Your response should consist solely of the lines from the one containing "x=121, y=531" through the final line of the entries, repeated exactly.

════════════════════

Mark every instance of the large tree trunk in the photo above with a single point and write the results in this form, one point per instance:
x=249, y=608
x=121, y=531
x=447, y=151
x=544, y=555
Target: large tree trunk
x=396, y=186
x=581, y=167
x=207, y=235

════════════════════

▸ Output of the task
x=121, y=531
x=447, y=151
x=544, y=555
Target: large tree trunk
x=396, y=186
x=581, y=167
x=207, y=235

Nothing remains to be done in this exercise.